■ Challenge ■
Which lines in the records contain the string "queens"? Pick out every such line and copy it in full, counting only matches in the same case.

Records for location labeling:

:::

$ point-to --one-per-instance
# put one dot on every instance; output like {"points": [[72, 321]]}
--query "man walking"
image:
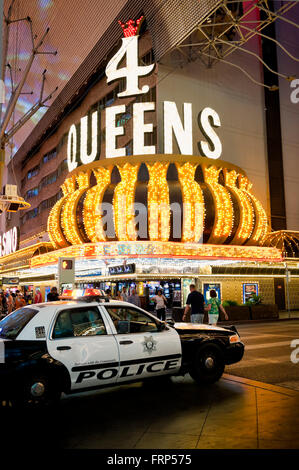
{"points": [[134, 298], [195, 301]]}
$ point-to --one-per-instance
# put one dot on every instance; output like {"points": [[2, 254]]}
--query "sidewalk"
{"points": [[283, 315], [235, 413]]}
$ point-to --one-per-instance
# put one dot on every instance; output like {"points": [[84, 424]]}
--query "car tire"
{"points": [[36, 391], [208, 365]]}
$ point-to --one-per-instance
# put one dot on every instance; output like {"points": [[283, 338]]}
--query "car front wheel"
{"points": [[208, 365], [34, 391]]}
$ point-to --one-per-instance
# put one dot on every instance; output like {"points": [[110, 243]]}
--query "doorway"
{"points": [[279, 291]]}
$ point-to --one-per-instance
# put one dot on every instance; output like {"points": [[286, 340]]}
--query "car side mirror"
{"points": [[161, 326]]}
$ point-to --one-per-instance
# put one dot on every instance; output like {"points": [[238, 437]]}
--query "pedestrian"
{"points": [[134, 298], [3, 305], [53, 295], [108, 293], [160, 302], [213, 307], [38, 297], [124, 294], [20, 301], [118, 295], [195, 302]]}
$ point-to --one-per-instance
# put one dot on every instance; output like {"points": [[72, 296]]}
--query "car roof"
{"points": [[81, 302]]}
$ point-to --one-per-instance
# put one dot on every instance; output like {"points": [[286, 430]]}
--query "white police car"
{"points": [[88, 343]]}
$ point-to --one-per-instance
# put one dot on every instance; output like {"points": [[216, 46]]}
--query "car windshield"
{"points": [[12, 325]]}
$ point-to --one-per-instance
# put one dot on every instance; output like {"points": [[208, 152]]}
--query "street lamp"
{"points": [[287, 285]]}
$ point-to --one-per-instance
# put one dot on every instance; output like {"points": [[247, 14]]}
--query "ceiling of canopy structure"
{"points": [[74, 29]]}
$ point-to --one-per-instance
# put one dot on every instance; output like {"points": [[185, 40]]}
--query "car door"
{"points": [[145, 349], [83, 341]]}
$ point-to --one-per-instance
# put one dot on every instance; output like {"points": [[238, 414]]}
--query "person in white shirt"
{"points": [[134, 298], [124, 294], [160, 302]]}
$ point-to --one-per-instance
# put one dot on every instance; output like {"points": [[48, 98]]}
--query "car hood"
{"points": [[199, 328]]}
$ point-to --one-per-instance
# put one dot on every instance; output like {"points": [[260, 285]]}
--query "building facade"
{"points": [[198, 112]]}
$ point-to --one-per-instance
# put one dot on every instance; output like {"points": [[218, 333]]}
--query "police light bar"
{"points": [[87, 295]]}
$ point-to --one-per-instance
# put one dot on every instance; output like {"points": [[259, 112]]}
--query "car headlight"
{"points": [[234, 339]]}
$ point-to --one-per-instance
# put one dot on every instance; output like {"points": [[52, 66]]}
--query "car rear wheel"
{"points": [[36, 391], [208, 365]]}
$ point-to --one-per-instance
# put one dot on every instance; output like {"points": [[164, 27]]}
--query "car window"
{"points": [[13, 324], [129, 320], [79, 322]]}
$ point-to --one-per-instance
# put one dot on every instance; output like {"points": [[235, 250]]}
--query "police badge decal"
{"points": [[149, 344]]}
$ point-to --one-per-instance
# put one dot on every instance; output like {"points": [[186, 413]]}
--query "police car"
{"points": [[86, 341]]}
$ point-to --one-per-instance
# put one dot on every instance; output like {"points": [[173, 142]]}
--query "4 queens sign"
{"points": [[295, 353], [78, 149]]}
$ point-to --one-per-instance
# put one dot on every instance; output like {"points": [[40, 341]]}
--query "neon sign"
{"points": [[173, 125], [9, 242]]}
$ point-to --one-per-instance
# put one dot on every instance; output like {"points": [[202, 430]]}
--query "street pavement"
{"points": [[234, 413], [268, 351]]}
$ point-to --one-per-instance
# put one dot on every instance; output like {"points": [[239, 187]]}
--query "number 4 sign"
{"points": [[132, 71]]}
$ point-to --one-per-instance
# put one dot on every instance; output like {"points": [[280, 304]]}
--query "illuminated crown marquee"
{"points": [[215, 201]]}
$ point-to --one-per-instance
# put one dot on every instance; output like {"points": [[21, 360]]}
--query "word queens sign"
{"points": [[78, 150]]}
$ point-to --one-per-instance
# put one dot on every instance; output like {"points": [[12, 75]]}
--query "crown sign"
{"points": [[131, 27]]}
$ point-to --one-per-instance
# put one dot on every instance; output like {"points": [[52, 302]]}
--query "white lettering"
{"points": [[112, 132], [139, 129], [208, 118], [132, 71], [85, 158], [72, 148], [172, 122]]}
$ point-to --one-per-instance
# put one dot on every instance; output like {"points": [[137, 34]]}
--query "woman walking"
{"points": [[213, 307], [160, 302]]}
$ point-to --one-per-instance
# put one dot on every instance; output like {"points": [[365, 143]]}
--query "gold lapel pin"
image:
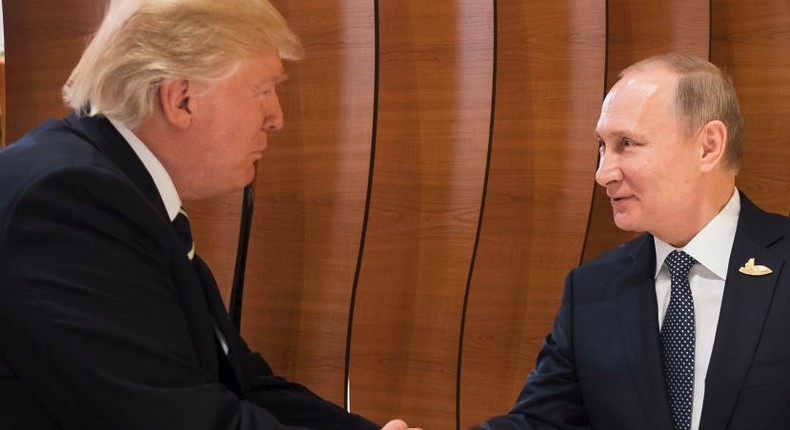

:::

■ Result for this task ■
--query "4 queens sign"
--query "word queens sign"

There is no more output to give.